__Problem to work on__
Repeat the data that follows, word for word, without the images.

++++ Provided entries ++++

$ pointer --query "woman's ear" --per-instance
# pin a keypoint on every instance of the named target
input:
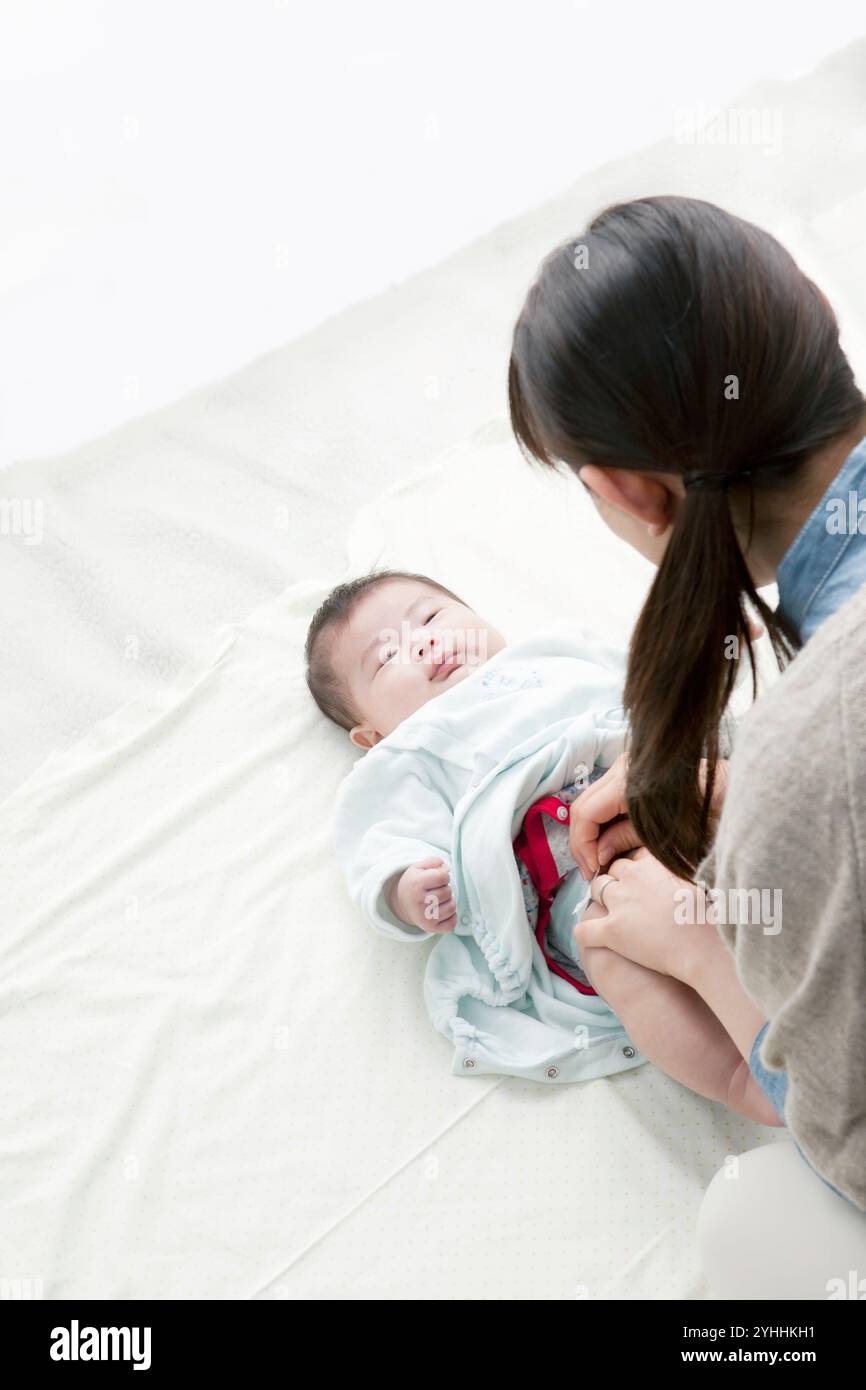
(641, 495)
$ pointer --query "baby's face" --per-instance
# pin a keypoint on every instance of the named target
(405, 644)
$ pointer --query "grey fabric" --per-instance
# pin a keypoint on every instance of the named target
(794, 822)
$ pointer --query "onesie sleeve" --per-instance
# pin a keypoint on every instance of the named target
(385, 822)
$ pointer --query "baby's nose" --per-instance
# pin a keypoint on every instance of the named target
(426, 647)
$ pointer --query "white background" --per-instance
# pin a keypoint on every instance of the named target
(185, 185)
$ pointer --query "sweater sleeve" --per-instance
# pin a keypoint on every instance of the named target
(387, 820)
(787, 868)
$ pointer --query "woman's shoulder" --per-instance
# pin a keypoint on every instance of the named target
(826, 681)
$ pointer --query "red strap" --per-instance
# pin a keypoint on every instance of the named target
(533, 849)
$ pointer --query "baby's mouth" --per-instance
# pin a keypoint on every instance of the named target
(444, 669)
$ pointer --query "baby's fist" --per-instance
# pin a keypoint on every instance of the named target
(423, 897)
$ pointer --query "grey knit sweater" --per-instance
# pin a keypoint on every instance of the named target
(794, 820)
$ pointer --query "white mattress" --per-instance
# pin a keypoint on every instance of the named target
(218, 1083)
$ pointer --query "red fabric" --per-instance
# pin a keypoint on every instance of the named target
(533, 849)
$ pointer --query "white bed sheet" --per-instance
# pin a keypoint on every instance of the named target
(218, 1083)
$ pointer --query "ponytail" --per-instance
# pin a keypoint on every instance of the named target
(623, 357)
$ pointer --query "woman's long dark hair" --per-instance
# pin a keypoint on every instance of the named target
(623, 356)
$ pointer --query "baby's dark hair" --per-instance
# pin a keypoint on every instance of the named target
(325, 687)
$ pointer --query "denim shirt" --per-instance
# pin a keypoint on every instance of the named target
(823, 566)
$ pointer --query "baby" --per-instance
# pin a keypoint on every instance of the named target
(381, 648)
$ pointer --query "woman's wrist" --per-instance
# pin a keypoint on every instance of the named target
(711, 972)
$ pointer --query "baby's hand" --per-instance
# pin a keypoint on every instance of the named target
(423, 897)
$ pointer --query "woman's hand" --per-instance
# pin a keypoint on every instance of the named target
(599, 826)
(649, 916)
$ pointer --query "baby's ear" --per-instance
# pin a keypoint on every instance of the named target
(363, 737)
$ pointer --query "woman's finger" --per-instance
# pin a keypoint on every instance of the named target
(599, 886)
(616, 840)
(592, 809)
(594, 931)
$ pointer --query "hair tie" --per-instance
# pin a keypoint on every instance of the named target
(708, 481)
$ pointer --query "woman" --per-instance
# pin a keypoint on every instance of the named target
(680, 363)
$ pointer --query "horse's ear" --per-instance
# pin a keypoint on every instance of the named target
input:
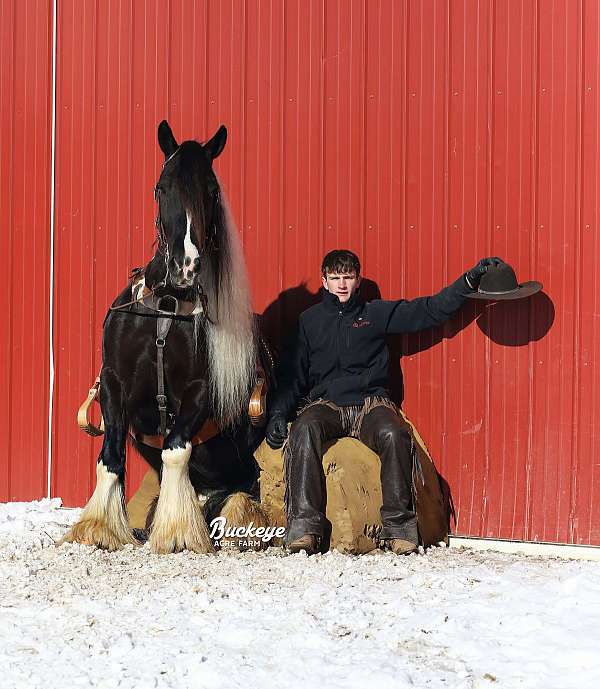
(215, 146)
(166, 140)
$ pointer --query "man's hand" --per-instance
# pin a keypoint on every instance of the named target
(473, 276)
(276, 431)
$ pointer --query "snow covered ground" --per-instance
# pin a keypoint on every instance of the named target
(78, 617)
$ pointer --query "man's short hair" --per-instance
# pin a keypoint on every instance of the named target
(340, 261)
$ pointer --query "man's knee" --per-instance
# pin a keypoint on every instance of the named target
(394, 435)
(307, 426)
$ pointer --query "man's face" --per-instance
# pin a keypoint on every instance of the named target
(343, 285)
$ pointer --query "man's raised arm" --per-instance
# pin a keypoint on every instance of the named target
(426, 312)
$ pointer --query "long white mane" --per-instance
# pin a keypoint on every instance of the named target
(231, 338)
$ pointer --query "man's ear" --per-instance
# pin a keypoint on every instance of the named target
(215, 146)
(166, 140)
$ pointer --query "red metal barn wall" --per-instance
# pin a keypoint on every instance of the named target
(25, 191)
(421, 134)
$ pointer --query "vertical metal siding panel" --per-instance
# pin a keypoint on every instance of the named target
(506, 324)
(302, 151)
(226, 35)
(73, 452)
(587, 526)
(344, 125)
(465, 228)
(556, 245)
(114, 166)
(426, 212)
(7, 153)
(382, 182)
(263, 165)
(25, 154)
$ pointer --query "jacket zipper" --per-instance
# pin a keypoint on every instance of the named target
(337, 341)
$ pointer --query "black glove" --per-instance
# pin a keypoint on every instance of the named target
(276, 431)
(473, 276)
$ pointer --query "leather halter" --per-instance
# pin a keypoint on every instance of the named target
(166, 308)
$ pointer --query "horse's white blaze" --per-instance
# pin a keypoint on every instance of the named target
(189, 249)
(178, 520)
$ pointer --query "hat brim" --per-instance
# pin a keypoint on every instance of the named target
(524, 290)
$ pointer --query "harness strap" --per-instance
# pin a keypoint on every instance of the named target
(163, 325)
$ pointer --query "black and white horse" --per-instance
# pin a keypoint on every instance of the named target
(209, 354)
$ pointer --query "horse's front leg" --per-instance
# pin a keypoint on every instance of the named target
(178, 522)
(104, 521)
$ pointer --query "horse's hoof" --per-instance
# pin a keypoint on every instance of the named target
(96, 532)
(240, 510)
(163, 542)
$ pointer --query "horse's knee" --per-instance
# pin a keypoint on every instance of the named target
(392, 434)
(177, 457)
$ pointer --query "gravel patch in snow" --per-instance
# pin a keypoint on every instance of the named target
(74, 616)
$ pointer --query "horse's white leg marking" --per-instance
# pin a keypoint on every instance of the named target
(178, 521)
(190, 250)
(103, 521)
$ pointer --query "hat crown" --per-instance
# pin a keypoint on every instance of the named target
(498, 279)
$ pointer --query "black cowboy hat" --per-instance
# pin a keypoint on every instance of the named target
(499, 283)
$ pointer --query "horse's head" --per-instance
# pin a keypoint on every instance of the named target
(188, 195)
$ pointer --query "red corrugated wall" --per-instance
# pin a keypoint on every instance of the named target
(25, 182)
(422, 134)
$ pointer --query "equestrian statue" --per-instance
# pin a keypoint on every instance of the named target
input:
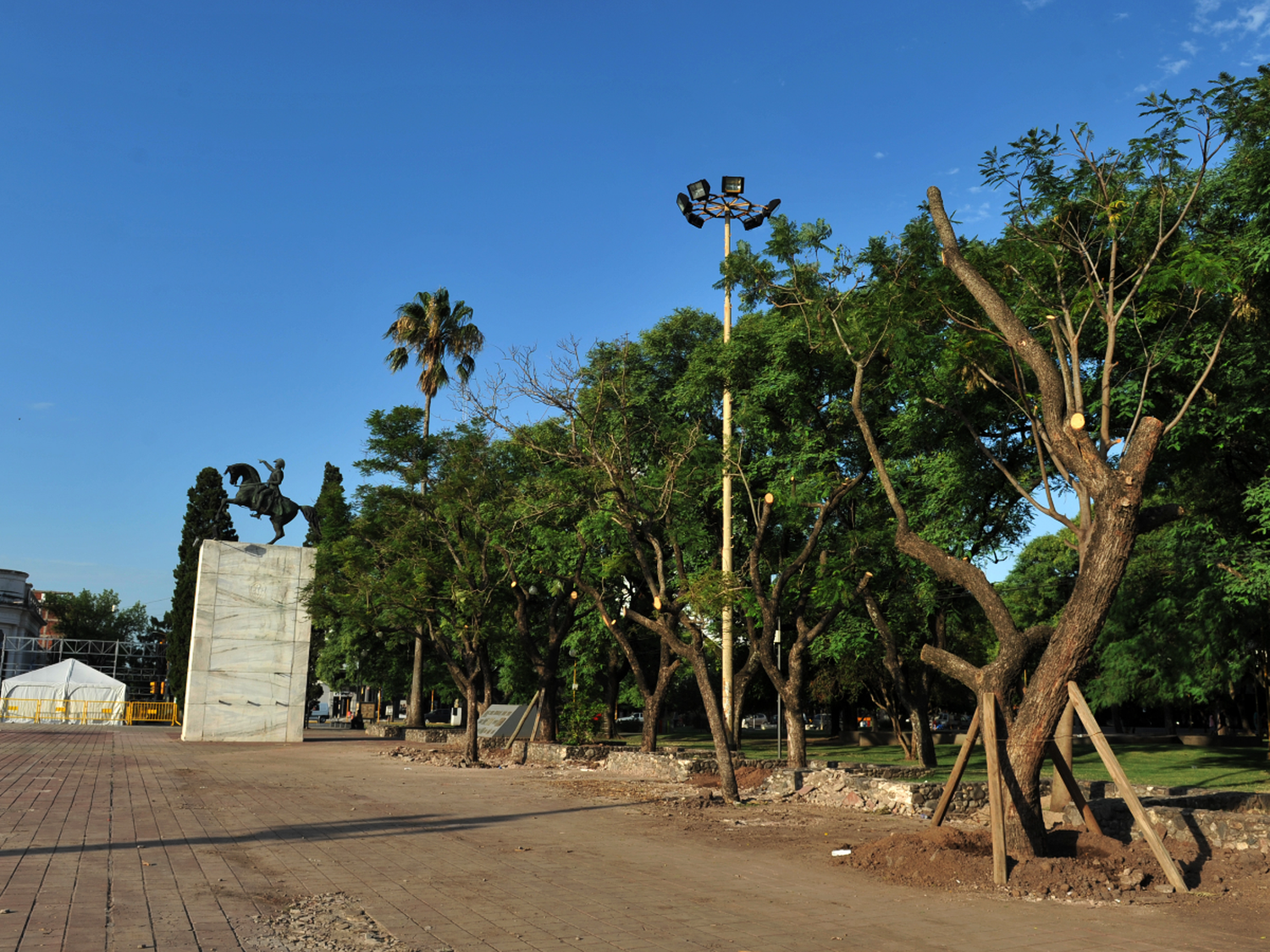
(264, 498)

++++

__Solution__
$ pointer --query "woman's ear" --per-instance
# pin a keypoint on every instance of the named target
input:
(641, 495)
$ pointer --query "baby's face" --per-instance
# pin a keypoint on every instance of the named target
(405, 644)
$ pointer --query "grey fabric" --per-instance
# pin a keypoint on every instance of the named target
(794, 822)
$ pointer --query "onesie sleeve" --per-instance
# pin a keypoint on every instance of the named target
(385, 822)
$ pointer --query "baby's nose" --per-instance
# pin a keypoint on every instance of the named target
(426, 647)
$ pointer --query "white background" --per-instance
# pin a keypoint on every instance of the named target
(185, 185)
$ pointer --query "sweater sleeve" --per-instance
# pin a keypoint on every instance of the named target
(387, 820)
(787, 868)
$ pointer --query "woman's shoulder" --per-instance
# pin a keypoint on every instance of the named target
(826, 681)
$ pointer --query "red strap" --per-instance
# pin a keypoint on every instance of the named target
(533, 849)
$ pointer --query "baby's mouth" --per-instance
# pin a keypoint on every instance of the named target
(444, 669)
$ pointer --query "baby's fist" --per-instance
# pin a keypoint on every instance of the named target
(423, 897)
$ pointer --query "grey knit sweater" --per-instance
# pin a keypoint on every instance of the named target
(794, 820)
$ pointer --query "white mattress" --per-instance
# pin a keypoint on every instance of the named target
(218, 1083)
$ pointer --query "red fabric" --per-instance
# pin a keypoint on every instance of the named target
(533, 849)
$ pointer --query "white bed sheet" --per-instance
# pin a keypoint on every instance of the named target
(218, 1083)
$ pointer --query "ponytail" --per-instance
# pin a keypoint on every instance of the named target
(623, 357)
$ pointer --query "woman's long dark hair" --per-instance
# pin a keypoint on every instance of the named target
(623, 356)
$ pointer --query "baby's dark hair" --per-instance
# pin a keypoint on every instance of the named target
(325, 687)
$ pointer --query "denim shirt" --per-instance
# pin a keypoint on every instance of the named target
(823, 566)
$ pointer --query "baby" --per-instance
# pin a keypoint on every instance of the named target
(381, 648)
$ pointer --query "woman's wrist" --per-instance
# pin a keypoint on every instance of the named target
(711, 972)
$ pointer --query "baby's hand" --per-instance
# pin a keypoint on every instance of the named target
(423, 897)
$ pointer --query "woman's hand" --per-instance
# pin a keypoint on every instance of the named target
(599, 826)
(649, 916)
$ pointer --query "baby's ear" --per-instance
# pin a keypoint on every instance of the named target
(363, 737)
$ pointer --query "woman's finger" --per-instance
# pin a keypoint on every instance of the named target
(599, 886)
(616, 840)
(592, 809)
(594, 931)
$ pointer --query "hair tie" --per-instance
# pin a keypoint on every instance of the named target
(708, 481)
$ pointer --query "woman" --per-instance
# pin a keypoint on every instance of the named target
(680, 363)
$ pointer --query "horse's ear" --per-instance
# pin a keypoint on every instance of the named target
input:
(215, 146)
(166, 140)
$ pointer --query "man's hand" --per-instance
# pin a keypoint on every instance of the named target
(473, 276)
(276, 431)
$ pointer --query "snow covered ground" --per-instance
# pin a keypoint on every instance of the named target
(78, 617)
$ pointer --query "man's short hair" --per-instance
# pin a keypoint on every instance of the named target
(340, 261)
$ pointer --query "man's knee" --per-instance
# pin a keypoint on every instance of the named target
(394, 435)
(307, 426)
$ pointer --query "man's face" --per-instance
# pin a keypoint on every instance of the named target
(343, 285)
$ pointer --query "man's raised arm" --per-instance
# pin a keypoint on every instance of the named target
(426, 312)
$ pointer --query "long white mane" --per-instance
# pin a keypoint on every instance of the named target
(231, 338)
$ pointer --query "man's ear" --per-instance
# pin a keypoint on every instance of the named target
(215, 146)
(166, 140)
$ pointer --query "red metal barn wall" --per-instance
# pin a keypoint on every instance of the named target
(25, 191)
(421, 134)
$ pointer --query "vertical metal siding panel" --per-instance
# pin a keypoint on every instance of the named target
(506, 324)
(302, 151)
(226, 35)
(73, 452)
(587, 526)
(344, 125)
(465, 228)
(556, 245)
(114, 166)
(426, 212)
(7, 153)
(382, 182)
(263, 165)
(25, 154)
$ pointer --query "jacket zipper" --per-instance
# pin a keypoint on every instance of the named target
(337, 341)
$ pointer --query "black glove" --per-instance
# pin a keypoint on every instance of the named target
(276, 431)
(473, 276)
$ pointer --query "leather halter" --per-instance
# pin a keypoint on every instance of the named target
(166, 308)
$ pointer --query "horse's white blaze" --per-instance
# pin a keypoint on every instance of the named target
(189, 249)
(178, 520)
$ pointer --query "hat brim" --per-instance
# pin a keypoint on every instance of the named target
(524, 290)
$ pointer --query "harness strap" --per-instance
# pin a keypoint on every instance of the named target
(163, 325)
$ pointer --query "black and white horse" --per-instance
# pin a keypoint on every instance of the named target
(209, 354)
$ pointer --query "horse's front leg" --per-instance
# pin a keypoint on every instance of the named target
(178, 522)
(104, 521)
$ pointer --query "horse's hoof" --per-instance
# pin a keypoint on every instance of the named target
(96, 532)
(240, 510)
(163, 542)
$ pointer --query "horse's knee" --per-instance
# pin a keypoint on every instance of the named target
(392, 434)
(177, 457)
$ pointer --query "gravel patch in snow" --per-instance
# pin a keypoint on every instance of the named target
(74, 616)
$ pointer --query "horse's white leg marking" --per-instance
# pin a keypoint on every instance of the named target
(178, 521)
(190, 250)
(103, 521)
$ pointer --query "hat crown" --per-instance
# pin a keypoint on every instance of the named target
(498, 279)
$ pointer --query "black cowboy hat" --per-instance
# pin a keypoint on every instance of the named target
(499, 283)
$ pointer --query "horse's head" --per-instance
# pin a keypoint on every instance of the named target
(188, 195)
$ pointer --query "red corrugated wall" --per-instance
# pin a keypoint on every instance of the named target
(25, 182)
(422, 134)
$ pointer --query "equestrian statue" --per-instance
# pin a keypoint on every instance of the named target
input:
(264, 498)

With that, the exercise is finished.